---- Data shown

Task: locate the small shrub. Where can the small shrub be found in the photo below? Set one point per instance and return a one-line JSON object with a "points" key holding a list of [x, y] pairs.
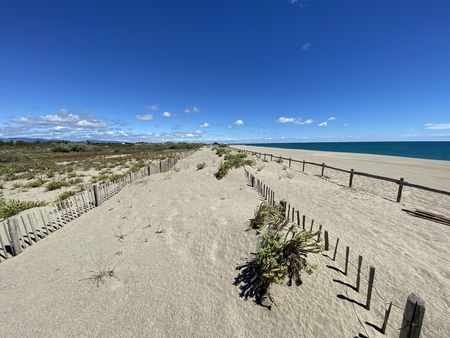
{"points": [[201, 166], [232, 161], [10, 208], [34, 184], [55, 185], [65, 195], [268, 215]]}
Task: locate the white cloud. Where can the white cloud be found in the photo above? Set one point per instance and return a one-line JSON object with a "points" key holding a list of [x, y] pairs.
{"points": [[145, 117], [286, 120], [153, 107], [306, 46], [437, 126], [192, 110], [293, 120]]}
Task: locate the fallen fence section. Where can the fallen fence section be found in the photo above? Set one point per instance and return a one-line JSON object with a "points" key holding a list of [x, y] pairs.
{"points": [[21, 231], [415, 307], [400, 182]]}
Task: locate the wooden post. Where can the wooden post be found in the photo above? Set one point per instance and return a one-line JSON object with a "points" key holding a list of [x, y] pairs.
{"points": [[97, 197], [335, 249], [370, 286], [347, 254], [412, 317], [400, 189], [350, 182], [387, 312], [14, 235], [358, 273]]}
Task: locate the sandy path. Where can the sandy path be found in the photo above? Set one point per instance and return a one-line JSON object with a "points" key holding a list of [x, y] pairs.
{"points": [[177, 283]]}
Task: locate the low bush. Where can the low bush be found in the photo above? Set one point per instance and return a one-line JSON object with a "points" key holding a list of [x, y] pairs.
{"points": [[201, 166], [39, 182], [54, 185], [65, 195], [232, 161], [10, 208]]}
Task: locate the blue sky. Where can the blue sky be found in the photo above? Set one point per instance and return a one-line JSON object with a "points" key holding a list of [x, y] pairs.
{"points": [[235, 70]]}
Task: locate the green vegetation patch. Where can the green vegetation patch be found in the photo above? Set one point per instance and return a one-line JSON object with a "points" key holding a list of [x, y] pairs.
{"points": [[233, 161], [10, 208]]}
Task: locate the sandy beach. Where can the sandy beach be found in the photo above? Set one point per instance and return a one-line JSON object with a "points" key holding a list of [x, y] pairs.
{"points": [[174, 241]]}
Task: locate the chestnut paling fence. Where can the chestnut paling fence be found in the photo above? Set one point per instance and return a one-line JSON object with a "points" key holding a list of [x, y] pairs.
{"points": [[352, 173], [21, 231], [413, 311]]}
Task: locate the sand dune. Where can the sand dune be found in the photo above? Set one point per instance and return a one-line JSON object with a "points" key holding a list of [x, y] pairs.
{"points": [[175, 240]]}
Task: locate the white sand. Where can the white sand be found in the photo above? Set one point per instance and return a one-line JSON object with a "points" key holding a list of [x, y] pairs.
{"points": [[179, 283]]}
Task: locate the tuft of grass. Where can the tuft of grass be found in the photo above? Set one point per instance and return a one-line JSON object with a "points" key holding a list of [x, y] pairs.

--------

To do:
Produce an exact reprint of the entries, dropping the images.

Exercise answer:
Task: locate the small shrub. Where can the small shrub be found in the photo below? Set one point per instance and return a one-line JSON object with a "points" key holding a list of [x, y] pairs.
{"points": [[201, 166], [232, 161], [10, 208], [34, 184], [55, 185], [65, 195], [268, 215]]}
Task: locate the white cloud. Where can the white cloud be found in the photo above? Set one point per instance and return a one-line JSON object with a "points" key holding a list of [x, y] pairs.
{"points": [[145, 117], [286, 120], [153, 107], [306, 46], [437, 126], [192, 110], [293, 120]]}
Task: locate the fallen fence section. Where can the fallen fence section be found in the photo above? Set one point per instance and return a one-line JSON object with a "points" key holding a list of [x, y] pairs.
{"points": [[21, 231], [415, 307], [400, 182]]}
Task: locate the wooden post. Where can the wooden post be found in the photo above? Set one point per instance and return a one-line JSON object with a "points" key holding a list of [x, y] pairs.
{"points": [[97, 197], [335, 249], [370, 286], [347, 254], [412, 317], [400, 189], [350, 182], [387, 312], [14, 235], [358, 273]]}
Task: locate the sandy path. Where can the sandy path be found in the photo above? Set one point per instance and return a one-line JSON object with a "points" key holding a list of [x, y] pairs.
{"points": [[177, 283]]}
Task: locate the low bush. Where can the low bush be found in the photo above? Set one point per instance and return a one-line JSON object with a "points" key holding a list of [x, y] pairs.
{"points": [[201, 166], [39, 182], [54, 185], [65, 195], [232, 161], [10, 208]]}
Task: locate the blue sky. Where can the blue sky be found in the photo above? Set one point per instance and return a one-line JSON object with a "points" key holding a list of [x, y] pairs.
{"points": [[235, 70]]}
Task: locate the green vegetation patch. Where can the green vegetation patch be found in the photo above? Set one point per instance and return a one-line JSON object with a "points" key holding a list of [x, y] pairs.
{"points": [[233, 161], [10, 208]]}
Task: locate the sandy beach. Where can the sandy beach be found in the photo above? Set one point per instance and return a one-line JSON object with a "points" key holding a list of [x, y] pairs.
{"points": [[174, 241]]}
Task: locate the chestnut paling fence. Where can the chestnut paling fence be found in the photo above? Set one point per instance and return a one-line JSON object with a "points" key holding a list of [x, y] pairs.
{"points": [[352, 173], [21, 231], [413, 311]]}
Task: locate the sand dune. Where can the sand dune be found in the photo above? Set one point per instance and return a one-line JSON object with a "points" key holding a list of [x, y] pairs.
{"points": [[175, 240]]}
Task: locate the white sand. Where can the white sand be found in the photo above? Set one point per instance and return a one-line JSON object with a "points" key holding a list of [x, y] pairs.
{"points": [[179, 283]]}
Task: locate the tuft of grass. Where can the tuft of grass be found in the photo above? Set one point per instance and return a one-line JSON object with a "points" key holding a list of [x, y] pairs.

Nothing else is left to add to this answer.